::: SOURCE DOCUMENT

MSU received USDA’s prestigious award for its Flint water response
Michigan State University Extension was honored by the U.S. Department of Agriculture for the organization’s quick and comprehensive response to the residents of Flint affected by lead-contaminated drinking water. The prestigious Abraham Lincoln Honor Award for External Partnerships recognizes groups who have made outstanding contributions that support the USDA’s mission and goals.
“I’m proud that MSU Extension was able to quickly mobilize and lead the university-wide response to the Flint water emergency,” director of MSU Extension, Jeff Dwyer said. “Our team members in Flint quickly identified community needs; developed materials to educate the community about the dangers of lead absorption, especially in young children; taught how to mitigate the effects of lead with quality nutrition; and worked with community and statewide partners to raise awareness and facilitate donations of healthy foods and drinks to area food banks.”
Among MSU Extension’s efforts were identifying the highest risk areas in need of education and outreach, facilitating the donation of 12,000 gallons of milk to the Food Bank of Eastern Michigan with support from the Michigan Milk Producers Association and Kroger Co., developing nutrition guidebooks and fact sheets, presenting nutrition food demonstrations at the Flint Farmers’ Market, and connecting with partner organizations to fund and distribute water filters and soil tests with the community group Edible Flint.

::::::

> **EXERCISE TASKS**:
A – In the article on MSU Extension's Flint water response, start at "MSU received USDA’s" and stop after "mission and goals.", substituting "distinguished" for "prestigious".
B – Pick up the article on MSU Extension's Flint water response after its last sentence and continue it.

::: DATA

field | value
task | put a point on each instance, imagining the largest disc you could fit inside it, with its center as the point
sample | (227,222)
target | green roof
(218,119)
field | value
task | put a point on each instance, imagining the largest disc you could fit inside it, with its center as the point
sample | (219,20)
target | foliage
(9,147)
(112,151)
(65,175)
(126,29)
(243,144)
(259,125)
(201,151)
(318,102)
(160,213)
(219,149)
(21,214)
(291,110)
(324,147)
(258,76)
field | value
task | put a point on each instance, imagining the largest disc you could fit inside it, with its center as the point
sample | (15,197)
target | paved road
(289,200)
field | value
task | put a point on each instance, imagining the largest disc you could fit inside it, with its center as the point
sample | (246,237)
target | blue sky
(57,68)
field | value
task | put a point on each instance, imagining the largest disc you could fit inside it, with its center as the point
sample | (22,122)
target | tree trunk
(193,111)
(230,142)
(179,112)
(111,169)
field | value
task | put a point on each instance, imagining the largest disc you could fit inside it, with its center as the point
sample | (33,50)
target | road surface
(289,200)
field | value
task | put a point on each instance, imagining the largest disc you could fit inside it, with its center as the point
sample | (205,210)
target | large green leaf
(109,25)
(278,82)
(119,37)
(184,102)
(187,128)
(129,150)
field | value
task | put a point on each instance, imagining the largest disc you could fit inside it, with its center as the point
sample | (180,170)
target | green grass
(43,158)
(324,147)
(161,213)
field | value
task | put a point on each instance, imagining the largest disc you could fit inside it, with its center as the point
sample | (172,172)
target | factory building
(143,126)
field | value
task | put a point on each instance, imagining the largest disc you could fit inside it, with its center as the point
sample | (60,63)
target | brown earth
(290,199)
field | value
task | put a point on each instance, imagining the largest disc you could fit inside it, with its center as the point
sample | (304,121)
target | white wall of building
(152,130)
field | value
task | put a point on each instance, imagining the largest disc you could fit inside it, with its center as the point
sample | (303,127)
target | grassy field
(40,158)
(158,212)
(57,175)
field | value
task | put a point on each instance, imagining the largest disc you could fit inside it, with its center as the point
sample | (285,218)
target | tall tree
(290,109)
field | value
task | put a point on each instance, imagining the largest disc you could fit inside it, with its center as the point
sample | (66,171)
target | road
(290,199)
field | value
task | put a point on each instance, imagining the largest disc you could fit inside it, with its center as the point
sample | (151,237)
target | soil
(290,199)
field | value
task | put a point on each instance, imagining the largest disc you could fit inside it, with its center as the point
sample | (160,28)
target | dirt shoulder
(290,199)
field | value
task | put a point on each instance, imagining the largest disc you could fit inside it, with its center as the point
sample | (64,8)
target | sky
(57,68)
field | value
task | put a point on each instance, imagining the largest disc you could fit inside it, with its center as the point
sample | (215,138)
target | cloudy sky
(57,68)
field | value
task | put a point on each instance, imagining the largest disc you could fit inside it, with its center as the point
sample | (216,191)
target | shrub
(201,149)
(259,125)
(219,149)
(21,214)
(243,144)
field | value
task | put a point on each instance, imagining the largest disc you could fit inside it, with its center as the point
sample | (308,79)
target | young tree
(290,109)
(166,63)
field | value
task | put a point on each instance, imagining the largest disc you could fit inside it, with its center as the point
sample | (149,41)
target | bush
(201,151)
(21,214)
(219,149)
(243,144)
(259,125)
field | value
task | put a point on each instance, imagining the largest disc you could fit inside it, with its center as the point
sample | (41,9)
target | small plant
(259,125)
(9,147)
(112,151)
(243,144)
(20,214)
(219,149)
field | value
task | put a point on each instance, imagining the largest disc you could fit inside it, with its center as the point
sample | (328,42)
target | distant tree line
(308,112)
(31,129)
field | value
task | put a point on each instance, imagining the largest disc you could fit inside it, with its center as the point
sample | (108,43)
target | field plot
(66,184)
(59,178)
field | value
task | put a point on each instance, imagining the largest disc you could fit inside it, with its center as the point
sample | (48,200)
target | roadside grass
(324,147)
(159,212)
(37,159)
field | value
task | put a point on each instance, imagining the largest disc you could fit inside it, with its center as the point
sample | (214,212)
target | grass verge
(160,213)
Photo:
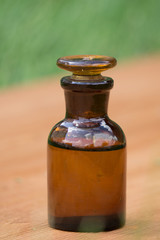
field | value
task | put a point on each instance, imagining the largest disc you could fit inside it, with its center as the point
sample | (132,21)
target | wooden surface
(26,116)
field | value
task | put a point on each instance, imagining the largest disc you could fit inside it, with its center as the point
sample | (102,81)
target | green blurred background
(34,33)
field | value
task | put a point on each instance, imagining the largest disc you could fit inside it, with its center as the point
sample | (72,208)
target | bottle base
(88,223)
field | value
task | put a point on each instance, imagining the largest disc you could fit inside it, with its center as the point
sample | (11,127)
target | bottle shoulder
(87,134)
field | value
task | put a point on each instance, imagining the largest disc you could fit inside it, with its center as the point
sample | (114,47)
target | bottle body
(86,162)
(86,189)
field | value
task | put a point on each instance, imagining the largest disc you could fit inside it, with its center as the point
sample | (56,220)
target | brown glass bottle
(86,153)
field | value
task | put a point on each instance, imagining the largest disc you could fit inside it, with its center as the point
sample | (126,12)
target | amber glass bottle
(86,152)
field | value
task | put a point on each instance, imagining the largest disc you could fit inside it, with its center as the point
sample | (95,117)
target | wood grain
(28,113)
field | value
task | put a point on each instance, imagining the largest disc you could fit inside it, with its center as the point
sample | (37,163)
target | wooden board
(28,113)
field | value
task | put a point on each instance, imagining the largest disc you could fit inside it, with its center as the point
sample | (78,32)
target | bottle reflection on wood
(86,153)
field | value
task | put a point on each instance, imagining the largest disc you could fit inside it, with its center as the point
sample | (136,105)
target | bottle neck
(86,104)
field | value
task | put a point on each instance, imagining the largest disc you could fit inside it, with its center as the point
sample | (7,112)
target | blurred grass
(33,34)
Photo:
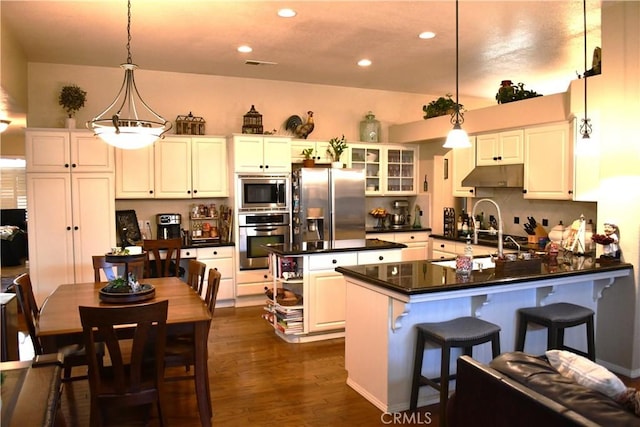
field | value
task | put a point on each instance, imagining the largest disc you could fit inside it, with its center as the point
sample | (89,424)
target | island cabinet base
(381,336)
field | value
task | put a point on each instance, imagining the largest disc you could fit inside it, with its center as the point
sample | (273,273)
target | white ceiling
(539,43)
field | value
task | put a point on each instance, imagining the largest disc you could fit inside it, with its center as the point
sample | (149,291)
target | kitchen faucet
(476,225)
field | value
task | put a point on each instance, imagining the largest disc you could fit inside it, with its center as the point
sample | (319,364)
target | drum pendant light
(585,127)
(457,137)
(128,122)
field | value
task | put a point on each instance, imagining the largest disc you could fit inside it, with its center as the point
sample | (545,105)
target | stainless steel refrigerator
(328,205)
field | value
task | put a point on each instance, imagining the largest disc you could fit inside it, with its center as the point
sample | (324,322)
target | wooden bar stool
(462,332)
(556,318)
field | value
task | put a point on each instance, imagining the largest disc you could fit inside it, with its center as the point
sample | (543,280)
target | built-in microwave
(263,192)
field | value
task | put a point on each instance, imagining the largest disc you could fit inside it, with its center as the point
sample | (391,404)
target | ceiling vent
(256,62)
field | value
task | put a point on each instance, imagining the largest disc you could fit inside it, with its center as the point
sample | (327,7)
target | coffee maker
(169,226)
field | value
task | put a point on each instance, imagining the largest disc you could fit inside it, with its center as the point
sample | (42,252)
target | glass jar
(370,128)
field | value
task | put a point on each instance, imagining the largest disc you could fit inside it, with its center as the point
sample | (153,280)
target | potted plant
(335,150)
(442,106)
(72,99)
(308,161)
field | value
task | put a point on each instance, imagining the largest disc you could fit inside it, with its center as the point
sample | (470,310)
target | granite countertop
(408,229)
(287,249)
(419,277)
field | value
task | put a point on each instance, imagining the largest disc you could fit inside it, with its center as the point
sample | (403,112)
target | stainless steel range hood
(495,176)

::::::

> **ANSWER SET**:
A –
MSU received USDA’s distinguished award for its Flint water response
Michigan State University Extension was honored by the U.S. Department of Agriculture for the organization’s quick and comprehensive response to the residents of Flint affected by lead-contaminated drinking water. The distinguished Abraham Lincoln Honor Award for External Partnerships recognizes groups who have made outstanding contributions that support the USDA’s mission and goals.

B –
Deanna East, an MSU Extension associate director focused on health and nutrition programming, who helped coordinate the organization’s response in Flint, said that this team effort included coordination with the Pediatric Public Health Initiative (PPHI), led by Dr. Mona Hanna-Attisha. The initiative includes Hurley Children’s Hospital and the MSU College of Human Medicine.
“We were quick to step up when PPHI was formed,” East said. “Working with a strong coalition gives us the opportunity to put science into practice. Our work in Flint is not done. We have been embedded in the Flint community long before the water emergency, and we’ll be here long after. We will continue to connect communities with evidence-based resources. That’s what Extension is all about.”